Activity: Across all the entries below, count each line that holds "item" and report the figure only.

::: The records

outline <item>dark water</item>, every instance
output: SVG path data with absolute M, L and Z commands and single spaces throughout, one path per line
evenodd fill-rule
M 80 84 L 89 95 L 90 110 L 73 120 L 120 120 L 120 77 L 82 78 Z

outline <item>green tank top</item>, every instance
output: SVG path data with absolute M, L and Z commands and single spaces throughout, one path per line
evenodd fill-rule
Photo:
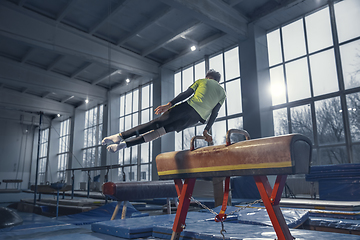
M 222 105 L 226 98 L 225 90 L 213 79 L 199 79 L 190 88 L 194 90 L 194 95 L 187 103 L 204 120 L 208 119 L 216 104 Z

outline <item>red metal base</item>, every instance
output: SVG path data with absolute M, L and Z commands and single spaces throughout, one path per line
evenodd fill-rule
M 286 178 L 287 175 L 278 175 L 274 184 L 274 189 L 272 189 L 266 176 L 254 176 L 261 199 L 265 205 L 266 211 L 269 214 L 271 223 L 279 240 L 294 239 L 290 233 L 289 227 L 286 225 L 284 216 L 279 206 Z
M 185 179 L 182 184 L 181 179 L 175 179 L 176 191 L 180 194 L 179 206 L 176 211 L 176 216 L 173 225 L 173 232 L 180 233 L 185 228 L 185 219 L 190 206 L 190 199 L 194 190 L 196 178 Z
M 286 225 L 284 216 L 281 212 L 279 203 L 281 199 L 281 194 L 285 186 L 287 175 L 278 175 L 274 188 L 272 189 L 269 183 L 269 180 L 266 176 L 254 176 L 257 188 L 260 192 L 261 199 L 266 207 L 266 210 L 269 214 L 271 223 L 274 227 L 276 235 L 279 240 L 293 240 L 294 237 L 291 235 L 289 227 Z M 190 199 L 194 190 L 196 178 L 185 179 L 184 183 L 181 179 L 175 179 L 176 191 L 179 195 L 179 206 L 176 211 L 176 216 L 173 225 L 173 235 L 172 240 L 179 239 L 180 233 L 185 228 L 186 215 L 190 206 Z M 228 177 L 227 182 L 230 181 Z M 228 186 L 225 184 L 225 186 Z M 224 219 L 226 202 L 227 202 L 228 190 L 225 189 L 223 206 L 220 214 L 218 215 L 220 219 Z M 226 215 L 225 215 L 226 218 Z

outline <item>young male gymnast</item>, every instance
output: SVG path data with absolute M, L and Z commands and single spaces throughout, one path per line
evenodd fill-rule
M 126 147 L 153 141 L 169 132 L 182 131 L 198 122 L 205 123 L 207 119 L 203 135 L 207 142 L 212 142 L 208 131 L 226 98 L 225 90 L 219 84 L 220 78 L 219 72 L 210 69 L 204 79 L 197 80 L 167 104 L 158 106 L 155 114 L 163 113 L 160 117 L 105 137 L 102 144 L 110 144 L 107 146 L 108 151 L 117 152 Z M 188 100 L 182 102 L 185 99 Z

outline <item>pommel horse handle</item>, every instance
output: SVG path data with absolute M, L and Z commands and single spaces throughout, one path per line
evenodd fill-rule
M 198 140 L 198 139 L 206 139 L 204 136 L 194 136 L 191 138 L 190 140 L 190 151 L 193 151 L 195 150 L 195 140 Z M 210 143 L 210 146 L 214 145 L 214 142 L 211 142 Z
M 249 134 L 247 131 L 242 130 L 242 129 L 230 129 L 230 130 L 227 131 L 227 133 L 226 133 L 226 146 L 231 145 L 230 136 L 231 136 L 232 133 L 242 134 L 242 135 L 245 136 L 245 139 L 246 139 L 246 140 L 250 140 L 250 134 Z

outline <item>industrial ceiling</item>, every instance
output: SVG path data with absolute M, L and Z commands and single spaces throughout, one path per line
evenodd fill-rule
M 271 30 L 326 3 L 1 0 L 1 118 L 13 110 L 71 116 L 157 78 L 160 68 L 178 70 L 237 45 L 250 23 Z

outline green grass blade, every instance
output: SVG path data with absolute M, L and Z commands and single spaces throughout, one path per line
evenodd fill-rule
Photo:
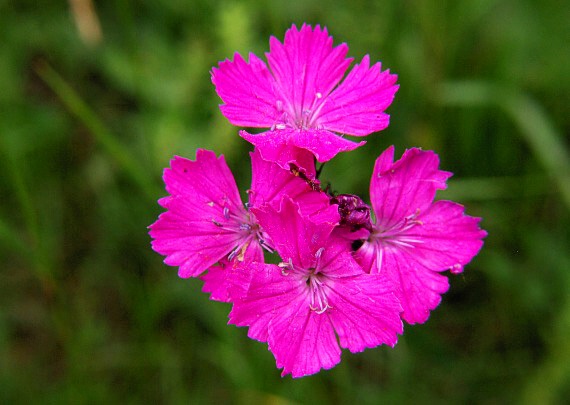
M 144 168 L 133 159 L 127 149 L 117 141 L 117 137 L 105 127 L 87 103 L 55 70 L 44 63 L 36 71 L 59 97 L 69 112 L 85 125 L 107 153 L 115 159 L 146 196 L 154 200 L 157 195 L 161 194 L 161 191 L 156 188 L 149 176 L 147 176 Z
M 498 106 L 519 128 L 519 134 L 556 182 L 570 209 L 570 154 L 542 108 L 529 96 L 485 82 L 445 83 L 438 101 L 455 106 Z

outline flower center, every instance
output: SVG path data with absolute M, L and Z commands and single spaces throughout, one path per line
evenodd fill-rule
M 378 223 L 373 226 L 373 232 L 368 237 L 368 242 L 379 242 L 381 244 L 393 245 L 404 248 L 414 248 L 415 245 L 422 243 L 411 235 L 408 231 L 416 225 L 423 225 L 422 221 L 417 217 L 420 215 L 418 209 L 411 215 L 393 224 Z
M 313 265 L 308 270 L 295 266 L 291 258 L 286 262 L 278 264 L 283 276 L 293 273 L 305 283 L 309 293 L 309 307 L 317 314 L 322 314 L 327 309 L 332 308 L 325 293 L 326 276 L 319 271 L 319 264 L 324 250 L 325 248 L 322 247 L 315 252 Z
M 228 254 L 228 260 L 243 261 L 245 253 L 251 243 L 258 243 L 262 248 L 273 253 L 271 245 L 267 242 L 265 232 L 255 222 L 247 211 L 232 212 L 227 206 L 222 208 L 223 223 L 212 219 L 212 223 L 221 230 L 235 235 L 236 246 Z
M 327 309 L 332 308 L 325 293 L 325 283 L 322 274 L 316 273 L 315 269 L 309 269 L 306 283 L 309 289 L 309 307 L 317 314 L 322 314 Z
M 316 120 L 323 104 L 323 94 L 320 92 L 315 93 L 313 102 L 309 107 L 289 103 L 284 105 L 283 101 L 277 100 L 276 108 L 281 113 L 281 117 L 272 129 L 318 129 Z

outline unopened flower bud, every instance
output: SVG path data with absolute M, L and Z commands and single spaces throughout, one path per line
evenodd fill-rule
M 338 205 L 341 226 L 348 226 L 352 231 L 362 228 L 372 229 L 370 207 L 359 196 L 339 194 L 331 197 L 331 204 Z

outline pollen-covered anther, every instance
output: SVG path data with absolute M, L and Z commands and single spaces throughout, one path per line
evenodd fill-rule
M 315 257 L 317 258 L 317 260 L 321 258 L 321 256 L 322 256 L 322 254 L 323 254 L 324 251 L 325 251 L 325 248 L 324 248 L 324 247 L 321 247 L 321 248 L 319 248 L 319 250 L 317 250 L 317 251 L 315 252 Z
M 294 270 L 295 267 L 293 266 L 293 261 L 291 258 L 287 262 L 281 262 L 277 265 L 281 269 L 281 274 L 284 276 L 288 276 L 289 272 L 287 270 Z
M 250 243 L 251 240 L 247 240 L 241 245 L 236 246 L 228 255 L 228 260 L 231 261 L 233 259 L 237 259 L 238 262 L 243 262 L 243 259 L 245 257 L 245 252 L 247 251 L 247 248 Z
M 412 215 L 409 215 L 406 218 L 404 218 L 404 225 L 409 225 L 409 226 L 423 225 L 422 221 L 416 219 L 419 216 L 420 216 L 420 209 L 418 208 L 416 212 L 414 212 Z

::::::

The completed task: 6